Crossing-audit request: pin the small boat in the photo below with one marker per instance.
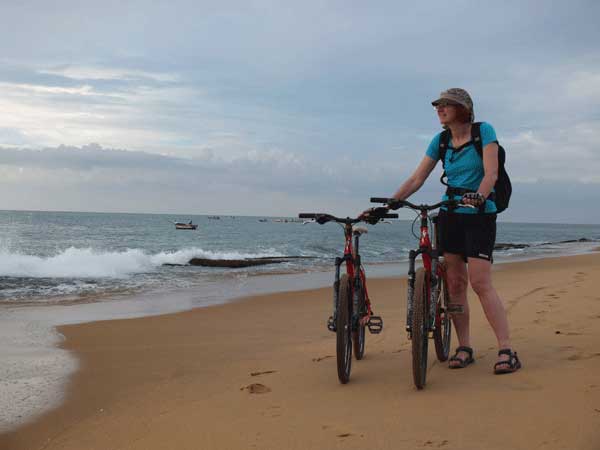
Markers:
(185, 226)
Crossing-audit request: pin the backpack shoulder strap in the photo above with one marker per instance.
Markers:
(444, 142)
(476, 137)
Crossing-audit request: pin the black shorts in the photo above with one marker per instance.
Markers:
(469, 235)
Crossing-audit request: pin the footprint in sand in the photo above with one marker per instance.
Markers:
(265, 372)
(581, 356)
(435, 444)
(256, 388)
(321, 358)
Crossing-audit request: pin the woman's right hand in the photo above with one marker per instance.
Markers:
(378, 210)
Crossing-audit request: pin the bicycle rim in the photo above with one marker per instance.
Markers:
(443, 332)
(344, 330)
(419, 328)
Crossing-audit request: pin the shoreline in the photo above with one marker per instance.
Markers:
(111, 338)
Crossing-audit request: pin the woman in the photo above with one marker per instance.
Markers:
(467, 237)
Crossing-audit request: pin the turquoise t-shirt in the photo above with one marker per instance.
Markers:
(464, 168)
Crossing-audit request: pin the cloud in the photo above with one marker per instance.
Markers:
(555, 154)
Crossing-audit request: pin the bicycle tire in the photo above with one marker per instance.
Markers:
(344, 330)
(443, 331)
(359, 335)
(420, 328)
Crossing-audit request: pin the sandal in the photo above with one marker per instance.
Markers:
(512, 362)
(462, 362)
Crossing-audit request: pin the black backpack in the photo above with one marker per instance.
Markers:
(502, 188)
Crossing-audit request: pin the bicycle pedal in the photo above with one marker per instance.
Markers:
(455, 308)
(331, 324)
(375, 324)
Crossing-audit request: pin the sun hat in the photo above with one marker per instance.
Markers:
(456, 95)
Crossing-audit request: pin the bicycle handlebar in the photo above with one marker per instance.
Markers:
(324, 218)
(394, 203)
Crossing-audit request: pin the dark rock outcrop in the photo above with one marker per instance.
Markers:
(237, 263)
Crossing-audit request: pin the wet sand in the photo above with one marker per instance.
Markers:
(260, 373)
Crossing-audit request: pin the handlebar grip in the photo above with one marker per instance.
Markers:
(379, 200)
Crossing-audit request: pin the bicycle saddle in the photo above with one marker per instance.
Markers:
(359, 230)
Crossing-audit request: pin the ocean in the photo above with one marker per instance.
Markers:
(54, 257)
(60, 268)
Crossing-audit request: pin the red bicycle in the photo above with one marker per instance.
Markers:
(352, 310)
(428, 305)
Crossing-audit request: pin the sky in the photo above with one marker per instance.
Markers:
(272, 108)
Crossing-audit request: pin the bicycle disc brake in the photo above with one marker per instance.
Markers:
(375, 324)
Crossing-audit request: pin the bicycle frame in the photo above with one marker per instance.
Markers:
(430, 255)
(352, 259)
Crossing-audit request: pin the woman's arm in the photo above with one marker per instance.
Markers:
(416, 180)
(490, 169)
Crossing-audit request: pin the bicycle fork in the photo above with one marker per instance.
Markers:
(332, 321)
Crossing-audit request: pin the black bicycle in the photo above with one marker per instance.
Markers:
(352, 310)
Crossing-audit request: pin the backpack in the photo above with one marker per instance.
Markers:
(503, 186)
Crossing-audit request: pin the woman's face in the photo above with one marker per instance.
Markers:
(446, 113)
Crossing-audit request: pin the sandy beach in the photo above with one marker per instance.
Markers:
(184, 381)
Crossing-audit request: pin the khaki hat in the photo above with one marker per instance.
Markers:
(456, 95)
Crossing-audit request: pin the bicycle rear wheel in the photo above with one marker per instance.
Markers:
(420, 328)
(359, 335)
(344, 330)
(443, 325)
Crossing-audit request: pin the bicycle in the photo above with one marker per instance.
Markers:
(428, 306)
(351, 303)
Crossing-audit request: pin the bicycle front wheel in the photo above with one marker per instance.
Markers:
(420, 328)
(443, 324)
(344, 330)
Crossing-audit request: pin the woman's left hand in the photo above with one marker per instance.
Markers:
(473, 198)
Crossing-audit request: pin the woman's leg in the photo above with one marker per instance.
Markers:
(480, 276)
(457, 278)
--
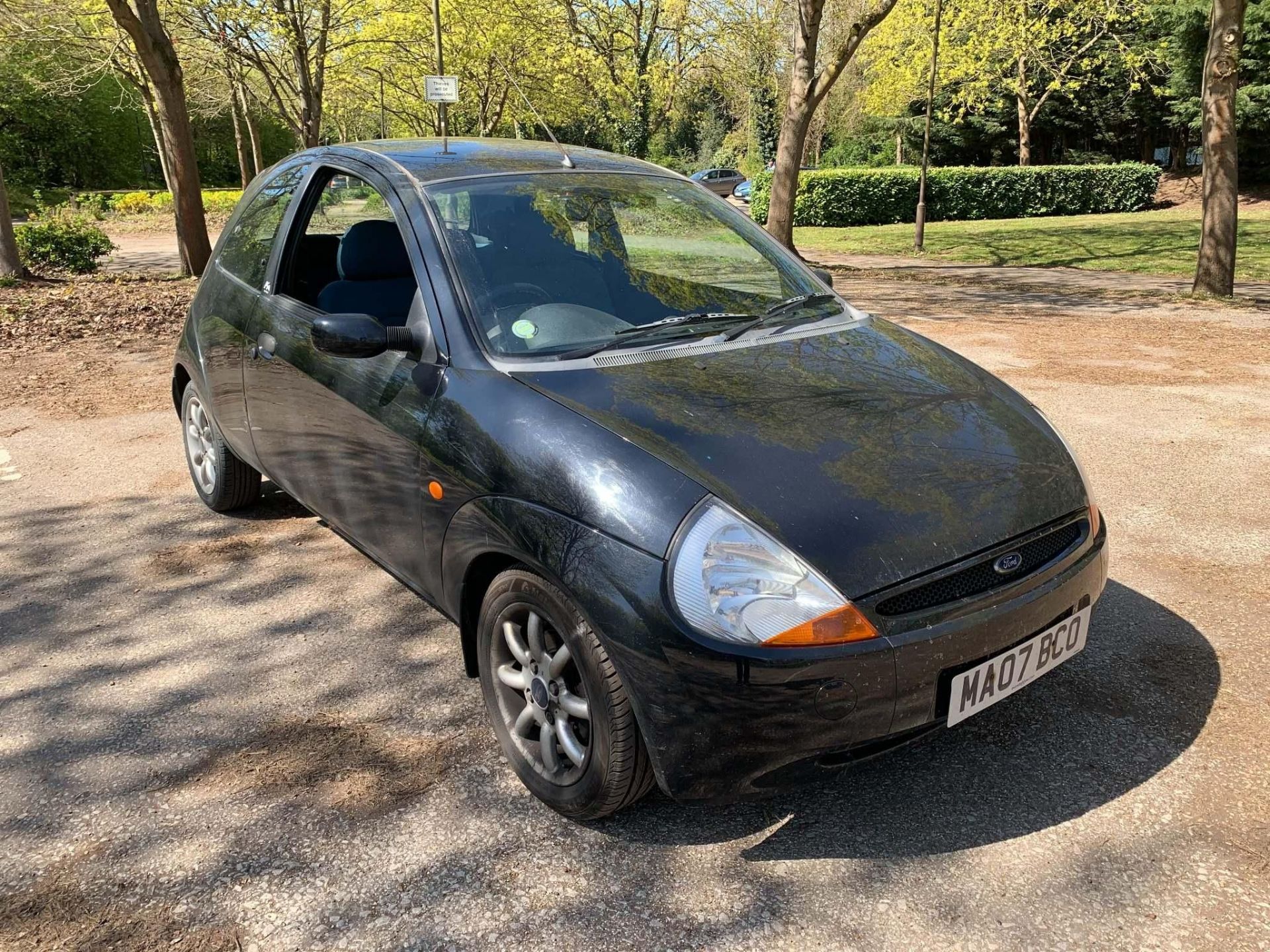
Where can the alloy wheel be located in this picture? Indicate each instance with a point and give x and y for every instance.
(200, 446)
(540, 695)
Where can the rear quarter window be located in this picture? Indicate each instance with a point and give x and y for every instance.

Action item
Copy out whichever lines of the listing contain the word "rear".

Answer box
Crossing-audit request: pin the bicycle rear wheel in the photo above with one marker per instance.
Where can the rear quarter window be located in this picture? Indicate each instance with a point and give x and y for every instance.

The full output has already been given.